** Aim of the task **
Below are records; report how many of their lines contain the word "pale", giving only the number.

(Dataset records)
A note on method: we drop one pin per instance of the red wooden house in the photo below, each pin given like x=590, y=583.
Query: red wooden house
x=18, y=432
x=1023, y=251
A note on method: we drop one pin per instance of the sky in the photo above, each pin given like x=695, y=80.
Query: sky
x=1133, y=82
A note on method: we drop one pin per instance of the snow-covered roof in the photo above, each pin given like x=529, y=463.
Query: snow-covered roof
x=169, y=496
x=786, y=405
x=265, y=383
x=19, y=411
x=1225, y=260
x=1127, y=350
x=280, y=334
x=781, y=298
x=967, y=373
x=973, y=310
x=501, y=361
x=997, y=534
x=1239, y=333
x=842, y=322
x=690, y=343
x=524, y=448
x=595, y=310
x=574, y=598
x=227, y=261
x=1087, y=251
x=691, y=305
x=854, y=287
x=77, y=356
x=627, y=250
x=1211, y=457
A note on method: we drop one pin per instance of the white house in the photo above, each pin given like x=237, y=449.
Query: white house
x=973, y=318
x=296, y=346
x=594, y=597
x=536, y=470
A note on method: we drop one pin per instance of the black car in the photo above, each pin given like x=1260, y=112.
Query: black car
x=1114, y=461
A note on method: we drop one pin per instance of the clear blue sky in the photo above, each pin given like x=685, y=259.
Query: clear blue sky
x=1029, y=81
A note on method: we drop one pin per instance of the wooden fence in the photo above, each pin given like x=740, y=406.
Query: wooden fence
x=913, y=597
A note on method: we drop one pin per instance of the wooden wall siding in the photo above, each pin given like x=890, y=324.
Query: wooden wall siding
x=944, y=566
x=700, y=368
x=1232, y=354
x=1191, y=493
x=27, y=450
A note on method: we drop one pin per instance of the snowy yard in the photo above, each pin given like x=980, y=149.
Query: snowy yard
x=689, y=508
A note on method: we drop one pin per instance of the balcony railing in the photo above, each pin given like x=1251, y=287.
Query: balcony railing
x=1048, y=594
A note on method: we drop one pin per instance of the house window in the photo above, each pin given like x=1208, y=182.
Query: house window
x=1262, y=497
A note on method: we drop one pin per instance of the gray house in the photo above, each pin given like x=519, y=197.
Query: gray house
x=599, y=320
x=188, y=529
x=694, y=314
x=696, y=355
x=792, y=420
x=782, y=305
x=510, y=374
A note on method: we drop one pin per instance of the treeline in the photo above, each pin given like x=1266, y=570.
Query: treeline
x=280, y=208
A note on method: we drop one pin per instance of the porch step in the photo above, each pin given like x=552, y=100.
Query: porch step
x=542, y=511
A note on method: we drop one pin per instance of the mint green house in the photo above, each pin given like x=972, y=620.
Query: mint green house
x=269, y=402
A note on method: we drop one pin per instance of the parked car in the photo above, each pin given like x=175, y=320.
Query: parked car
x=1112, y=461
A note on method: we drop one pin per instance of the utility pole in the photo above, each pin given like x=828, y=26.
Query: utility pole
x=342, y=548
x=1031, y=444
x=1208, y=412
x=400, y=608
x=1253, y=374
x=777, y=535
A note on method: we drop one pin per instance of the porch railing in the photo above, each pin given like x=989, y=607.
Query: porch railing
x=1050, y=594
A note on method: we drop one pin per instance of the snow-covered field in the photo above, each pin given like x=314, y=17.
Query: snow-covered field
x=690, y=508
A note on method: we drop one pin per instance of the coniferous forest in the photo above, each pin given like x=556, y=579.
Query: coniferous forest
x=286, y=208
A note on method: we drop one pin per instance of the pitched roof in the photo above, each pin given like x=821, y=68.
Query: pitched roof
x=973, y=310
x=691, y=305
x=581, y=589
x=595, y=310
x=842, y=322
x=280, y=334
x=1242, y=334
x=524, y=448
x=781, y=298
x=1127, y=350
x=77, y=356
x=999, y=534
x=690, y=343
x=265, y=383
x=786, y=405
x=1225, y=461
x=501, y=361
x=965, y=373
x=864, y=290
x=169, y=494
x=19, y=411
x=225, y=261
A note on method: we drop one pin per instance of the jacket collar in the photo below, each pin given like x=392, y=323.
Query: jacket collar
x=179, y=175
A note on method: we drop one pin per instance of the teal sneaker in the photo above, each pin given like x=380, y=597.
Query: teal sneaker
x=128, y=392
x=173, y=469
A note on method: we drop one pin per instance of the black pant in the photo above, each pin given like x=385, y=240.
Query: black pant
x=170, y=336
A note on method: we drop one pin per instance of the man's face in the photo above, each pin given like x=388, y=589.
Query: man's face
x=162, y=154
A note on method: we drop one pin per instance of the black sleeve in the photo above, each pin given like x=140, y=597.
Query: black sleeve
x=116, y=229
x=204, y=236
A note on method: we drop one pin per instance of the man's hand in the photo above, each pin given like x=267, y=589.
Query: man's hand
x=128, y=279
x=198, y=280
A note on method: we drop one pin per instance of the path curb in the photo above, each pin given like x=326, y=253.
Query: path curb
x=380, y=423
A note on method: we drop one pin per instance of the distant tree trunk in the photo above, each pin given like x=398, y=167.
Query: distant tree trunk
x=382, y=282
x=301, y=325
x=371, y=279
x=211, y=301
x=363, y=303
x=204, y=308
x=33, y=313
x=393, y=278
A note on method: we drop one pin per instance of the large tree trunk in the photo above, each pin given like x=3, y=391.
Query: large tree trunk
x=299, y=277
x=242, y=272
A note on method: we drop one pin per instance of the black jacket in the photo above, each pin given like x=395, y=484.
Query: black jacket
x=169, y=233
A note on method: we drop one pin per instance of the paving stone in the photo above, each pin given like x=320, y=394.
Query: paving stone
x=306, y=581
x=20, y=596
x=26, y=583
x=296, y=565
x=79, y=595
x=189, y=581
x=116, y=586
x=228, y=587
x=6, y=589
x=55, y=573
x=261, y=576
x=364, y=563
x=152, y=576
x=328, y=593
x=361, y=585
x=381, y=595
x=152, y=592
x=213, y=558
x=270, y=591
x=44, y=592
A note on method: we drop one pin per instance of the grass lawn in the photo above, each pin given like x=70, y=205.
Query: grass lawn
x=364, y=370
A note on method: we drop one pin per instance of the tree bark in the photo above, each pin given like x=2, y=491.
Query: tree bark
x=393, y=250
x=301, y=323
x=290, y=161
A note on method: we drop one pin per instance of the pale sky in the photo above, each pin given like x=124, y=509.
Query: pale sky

** Written solution **
2